#### [Written instruction A]
According to the passage on Romania's transition, what ultimately managed to improve reform discipline in Bucharest?
#### [Written instruction B]
Copy out word for word the part of the rows that opens with their first line and closes with the line containing "M214 102L203 131L150", including both of those lines.

Before the global economic crisis hit the country, these political battles were fought against a background of robust economic growth, which was incompetently managed by the government. Pro-cyclical, spendthrift policies were common, while deficits were accumulated much faster than the (admittedly high) rate of GDP growth. After 2009, these trends were set in reverse, and considerable political capital was spent in the process of structural adjustment by 2012.

In brief, Romania’s first decade of transition was hamstrung by hesitations over price liberalization and employment reductions, producing legacies of bad credit, backlogs in large-scale privatization and hidden unemployment. The changes in government and the absence of a coherent plan with sufficient public and political backing has resulted in erratic transformation policies, especially regarding privatization and its ever-changing regulatory and institutional framework. This has made both the Romanian population and international investors extremely wary. Overall, the hesitation over engagement in profound transformation has been self-defeating. Critical resources for constructive policies have been depleted by the loss of initial momentum and the country’s lack of competitiveness for Western investment even within the former Eastern bloc. However, the economic crisis of 2009 – 2011 ultimately managed to improve reform discipline in Bucharest.

The BTI combines text analysis and numerical assessments. The score for each question is provided below its respective title. The scale ranges from 1 (worst) to 10 (best).

Transformation Status

I. Political Transformation

Question
Score

1 | Stateness

Monopoly on the use of force
10

The state’s monopoly on the use of force is uncontested throughout the territory. Autonomist and secessionist rhetoric among some representatives of the Hungarian minority has entered the political debate, but their actions have stayed within the constitutional framework, and electoral support for radical groups remains marginal. Urban gangs sometimes settle scores violently among themselves, but there is no territory they can systematically control.

#### [Material to process]
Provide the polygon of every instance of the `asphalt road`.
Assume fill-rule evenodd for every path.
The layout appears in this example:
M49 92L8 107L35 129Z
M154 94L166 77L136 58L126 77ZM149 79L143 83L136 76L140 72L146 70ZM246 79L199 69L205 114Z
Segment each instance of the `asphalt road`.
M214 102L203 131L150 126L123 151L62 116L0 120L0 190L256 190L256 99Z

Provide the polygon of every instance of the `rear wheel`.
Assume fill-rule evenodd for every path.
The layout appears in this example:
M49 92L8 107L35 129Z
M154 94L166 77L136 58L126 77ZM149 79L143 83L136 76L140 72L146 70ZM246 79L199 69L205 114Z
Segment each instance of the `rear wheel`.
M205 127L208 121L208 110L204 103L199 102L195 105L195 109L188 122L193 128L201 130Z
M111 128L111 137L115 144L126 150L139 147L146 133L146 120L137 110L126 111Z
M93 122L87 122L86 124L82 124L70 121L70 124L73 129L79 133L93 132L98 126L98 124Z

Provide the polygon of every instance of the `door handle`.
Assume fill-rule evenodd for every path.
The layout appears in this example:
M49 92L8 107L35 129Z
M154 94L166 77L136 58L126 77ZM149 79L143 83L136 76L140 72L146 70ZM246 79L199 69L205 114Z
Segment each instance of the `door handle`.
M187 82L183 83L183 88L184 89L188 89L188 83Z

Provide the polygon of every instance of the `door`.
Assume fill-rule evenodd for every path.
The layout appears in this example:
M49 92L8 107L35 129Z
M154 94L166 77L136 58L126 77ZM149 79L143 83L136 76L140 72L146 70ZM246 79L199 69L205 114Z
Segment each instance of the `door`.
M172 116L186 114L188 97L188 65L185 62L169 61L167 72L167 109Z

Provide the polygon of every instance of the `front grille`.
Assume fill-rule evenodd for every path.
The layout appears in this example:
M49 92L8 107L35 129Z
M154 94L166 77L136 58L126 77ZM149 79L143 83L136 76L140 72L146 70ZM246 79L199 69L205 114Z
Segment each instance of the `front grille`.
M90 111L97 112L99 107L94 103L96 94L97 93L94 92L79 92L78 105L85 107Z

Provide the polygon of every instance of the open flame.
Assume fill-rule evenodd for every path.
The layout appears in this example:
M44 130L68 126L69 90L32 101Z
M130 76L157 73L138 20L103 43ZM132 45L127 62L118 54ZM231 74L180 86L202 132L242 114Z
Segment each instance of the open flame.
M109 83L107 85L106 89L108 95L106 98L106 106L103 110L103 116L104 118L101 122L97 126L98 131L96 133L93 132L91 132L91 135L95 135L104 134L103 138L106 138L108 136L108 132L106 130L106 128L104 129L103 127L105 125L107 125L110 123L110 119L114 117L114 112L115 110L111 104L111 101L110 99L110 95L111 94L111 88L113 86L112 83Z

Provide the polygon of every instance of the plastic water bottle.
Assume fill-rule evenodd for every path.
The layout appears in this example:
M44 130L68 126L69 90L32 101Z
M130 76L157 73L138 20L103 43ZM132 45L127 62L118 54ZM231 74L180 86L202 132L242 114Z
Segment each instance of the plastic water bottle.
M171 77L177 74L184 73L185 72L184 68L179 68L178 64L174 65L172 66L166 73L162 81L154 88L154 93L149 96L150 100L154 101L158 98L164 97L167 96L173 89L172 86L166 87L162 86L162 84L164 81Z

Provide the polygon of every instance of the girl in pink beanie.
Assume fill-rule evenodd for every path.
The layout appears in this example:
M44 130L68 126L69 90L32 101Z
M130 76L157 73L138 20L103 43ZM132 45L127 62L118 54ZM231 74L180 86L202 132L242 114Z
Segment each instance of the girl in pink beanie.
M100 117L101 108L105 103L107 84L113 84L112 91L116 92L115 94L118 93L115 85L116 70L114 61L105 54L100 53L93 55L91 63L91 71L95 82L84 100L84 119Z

#### [Solution A]
The economic crisis of 2009 – 2011.

#### [Solution B]
Provide the polygon of every instance of the `asphalt road`.
Assume fill-rule evenodd for every path.
The layout appears in this example:
M49 92L8 107L35 129Z
M154 94L166 77L136 58L126 77ZM149 79L143 83L136 76L140 72L146 70ZM246 79L199 69L205 114Z
Segment each instance of the `asphalt road`.
M214 102L203 131L150 126L123 151L62 116L0 120L0 190L256 190L256 99Z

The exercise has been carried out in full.